Educação Superior Comentada | Políticas, diretrizes, legislação e normas do ensino superior

Ano 1 • Nº 36 • De 15 a 21 de novembro de 2011

21/11/2011 | Por: Celso Frauches | 7200

IGC: NOVO SHOW MIDIÁTICO DO MEC

No último dia 17, depois de mais de um ano de gestação, o MEC fez um show midiático para divulgar o Índice Geral de Cursos, o IGC, referente aos resultados do CPC – Conceito Preliminar de Curso, com base no Enade de 2010, 2009, 2008. O IGC foi publicizado como sendo a avaliação das instituições de educação superior (IES).

As autoridades do MEC justificam a divulgação dos conceitos gerados pelo Enade com o art. 9º da Lei nº 10.861, de 2004, que institui o Sistema Nacional de Avaliação da Educação Superior, o Sinaes. Essa Lei determina ao MEC – “tornar público e disponível o resultado da avaliação das instituições de ensino superior e de seus cursos”. Determina tornar público os conceitos oriundos da Lei do Sinaes. O IGC não é conceito do Sinaes. Quais são os conceitos do Sinaes? O Conceito Institucional (CI), art. 3º; o Conceito de Curso (CC), art. 4º; e o Conceito Enade, art. 5º. Não há um único dispositivo na Lei do Sinaes que trate de IGC e CPC. Esses indicadores não integram o Sinaes.

O MEC tem a obrigação legal de divulgar, periodicamente, os resultados das avaliações integrantes do Sinaes e não somente os resultados do Enade. Isso o MEC não cumpre. O MEC deve divulgar, anualmente, o CI – Conceito Institucional – das IES que integram o sistema federal de ensino e o CC – Conceito de Curso ofertado por essas mesmas instituições. Essa é a obrigação legal do Ministério da Educação, que não é cumprida desde 2004, sem qualquer justificativa do titular do Ministério ou da Presidência da República.

Segundo o Inep:

O Índice Geral de Cursos (IGC) é uma das medidas usadas pelo Inep para avaliar as instituições de educação superior, públicas e privadas. O IGC é um indicador expresso em conceitos, com pontuação variável de um a cinco pontos. Uma instituição que obtenha de três a cinco pontos atende de forma satisfatória; abaixo de dois a atuação é insatisfatória. O IGC de uma instituição é resultado da média ponderada do Conceito Preliminar de Curso (CPC), indicador de avaliação de cursos de graduação, e obedece a um ciclo de três anos, em combinação com o resultado do Enade, que mede o desempenho dos estudantes.

O Conceito Preliminar de Curso (CPC) é um índice que avalia os cursos de graduação. Os instrumentos que subsidiam a produção de indicadores de qualidade dos cursos são o Enade, aplicado a cada ano por grupo de áreas do conhecimento, e as avaliações feitas por especialistas diretamente na instituição de ensino superior. Quando visitam uma instituição, os especialistas verificam: as condições de ensino, em especial aquelas relativas ao corpo docente, às instalações físicas e à organização didático-pedagógica. (Negritos no original)

* [Dados armazenados]:

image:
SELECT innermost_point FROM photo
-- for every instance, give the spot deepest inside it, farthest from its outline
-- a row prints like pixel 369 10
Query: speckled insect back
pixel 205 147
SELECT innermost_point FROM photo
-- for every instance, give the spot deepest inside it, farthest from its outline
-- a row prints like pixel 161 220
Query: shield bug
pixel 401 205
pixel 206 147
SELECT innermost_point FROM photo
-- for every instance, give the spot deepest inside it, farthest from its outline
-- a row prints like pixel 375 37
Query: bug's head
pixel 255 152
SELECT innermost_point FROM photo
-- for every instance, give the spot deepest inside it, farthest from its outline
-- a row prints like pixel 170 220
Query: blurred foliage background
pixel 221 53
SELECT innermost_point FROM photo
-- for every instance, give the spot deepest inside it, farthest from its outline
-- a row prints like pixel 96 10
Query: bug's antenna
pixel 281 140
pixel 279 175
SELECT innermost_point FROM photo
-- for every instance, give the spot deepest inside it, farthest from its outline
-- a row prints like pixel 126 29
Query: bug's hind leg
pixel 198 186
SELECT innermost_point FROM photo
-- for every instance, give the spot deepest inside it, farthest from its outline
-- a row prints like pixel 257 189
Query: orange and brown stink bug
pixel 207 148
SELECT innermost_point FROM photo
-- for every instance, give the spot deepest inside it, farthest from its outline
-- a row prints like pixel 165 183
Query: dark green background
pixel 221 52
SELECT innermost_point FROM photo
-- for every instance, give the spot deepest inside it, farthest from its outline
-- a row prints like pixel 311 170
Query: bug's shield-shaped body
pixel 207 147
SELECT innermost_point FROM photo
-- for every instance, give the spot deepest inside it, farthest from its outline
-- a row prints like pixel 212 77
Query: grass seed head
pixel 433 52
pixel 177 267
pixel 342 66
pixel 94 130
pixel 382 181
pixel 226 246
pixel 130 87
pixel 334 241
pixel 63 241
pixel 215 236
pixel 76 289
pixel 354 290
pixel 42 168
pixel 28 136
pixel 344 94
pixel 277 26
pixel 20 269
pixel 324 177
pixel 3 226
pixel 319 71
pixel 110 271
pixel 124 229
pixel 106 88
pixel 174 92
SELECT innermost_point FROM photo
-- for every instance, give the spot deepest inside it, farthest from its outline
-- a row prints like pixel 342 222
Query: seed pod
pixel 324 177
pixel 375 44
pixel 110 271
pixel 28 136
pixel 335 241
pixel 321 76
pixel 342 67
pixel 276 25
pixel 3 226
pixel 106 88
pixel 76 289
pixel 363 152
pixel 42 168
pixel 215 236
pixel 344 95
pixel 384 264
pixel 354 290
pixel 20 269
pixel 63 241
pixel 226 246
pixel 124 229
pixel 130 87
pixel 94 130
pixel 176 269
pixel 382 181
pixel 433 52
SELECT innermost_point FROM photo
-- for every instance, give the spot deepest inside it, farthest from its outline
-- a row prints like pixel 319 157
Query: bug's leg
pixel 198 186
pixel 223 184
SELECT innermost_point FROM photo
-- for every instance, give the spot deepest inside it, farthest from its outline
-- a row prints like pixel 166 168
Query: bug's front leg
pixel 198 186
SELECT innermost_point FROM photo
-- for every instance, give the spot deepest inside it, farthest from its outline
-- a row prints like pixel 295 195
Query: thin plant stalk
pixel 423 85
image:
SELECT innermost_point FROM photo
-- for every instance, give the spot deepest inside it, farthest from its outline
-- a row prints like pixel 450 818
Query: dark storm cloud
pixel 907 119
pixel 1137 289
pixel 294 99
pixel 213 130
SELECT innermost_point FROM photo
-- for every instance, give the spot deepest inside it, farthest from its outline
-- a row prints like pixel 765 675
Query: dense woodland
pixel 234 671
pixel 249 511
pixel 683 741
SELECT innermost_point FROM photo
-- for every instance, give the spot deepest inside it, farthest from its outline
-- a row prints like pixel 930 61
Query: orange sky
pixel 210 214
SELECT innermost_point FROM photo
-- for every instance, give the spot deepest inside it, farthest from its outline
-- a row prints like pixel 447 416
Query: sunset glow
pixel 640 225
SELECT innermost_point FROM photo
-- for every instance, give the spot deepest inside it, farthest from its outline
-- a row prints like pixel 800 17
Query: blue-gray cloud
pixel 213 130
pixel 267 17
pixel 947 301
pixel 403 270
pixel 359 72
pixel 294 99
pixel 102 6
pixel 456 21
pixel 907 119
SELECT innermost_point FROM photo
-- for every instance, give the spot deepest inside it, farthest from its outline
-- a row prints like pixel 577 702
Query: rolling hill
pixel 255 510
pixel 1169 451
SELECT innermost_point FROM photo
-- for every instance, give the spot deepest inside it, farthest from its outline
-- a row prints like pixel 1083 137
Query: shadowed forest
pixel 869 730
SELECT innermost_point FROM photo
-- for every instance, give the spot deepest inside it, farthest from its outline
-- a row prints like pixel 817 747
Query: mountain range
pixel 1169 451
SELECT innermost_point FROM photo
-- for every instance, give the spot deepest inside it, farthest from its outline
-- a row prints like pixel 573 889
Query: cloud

* [Tarefas a realizar]:
**1.** Liste todos os conceitos do Sinaes enumerados no texto sobre o IGC.
**2.** Reproduza literalmente o texto sobre o IGC, começando por "O Índice Geral de Cursos (IGC)" e indo até "desempenho dos estudantes.".
**3.** Traduza para o inglês esta frase do texto sobre o IGC: "O IGC é um indicador expresso em conceitos, com pontuação variável de um a cinco pontos."
Os dados não são necessários.

* [Respostas das tarefas]:
**1.** Conceito Institucional (CI); Conceito de Curso (CC); Conceito Enade.

**2.**
O Índice Geral de Cursos (IGC) é uma das medidas usadas pelo Inep para avaliar as instituições de educação superior, públicas e privadas. O IGC é um indicador expresso em conceitos, com pontuação variável de um a cinco pontos. Uma instituição que obtenha de três a cinco pontos atende de forma satisfatória; abaixo de dois a atuação é insatisfatória. O IGC de uma instituição é resultado da média ponderada do Conceito Preliminar de Curso (CPC), indicador de avaliação de cursos de graduação, e obedece a um ciclo de três anos, em combinação com o resultado do Enade, que mede o desempenho dos estudantes.

**3.** The IGC is an indicator expressed in ratings, with scores ranging from one to five points.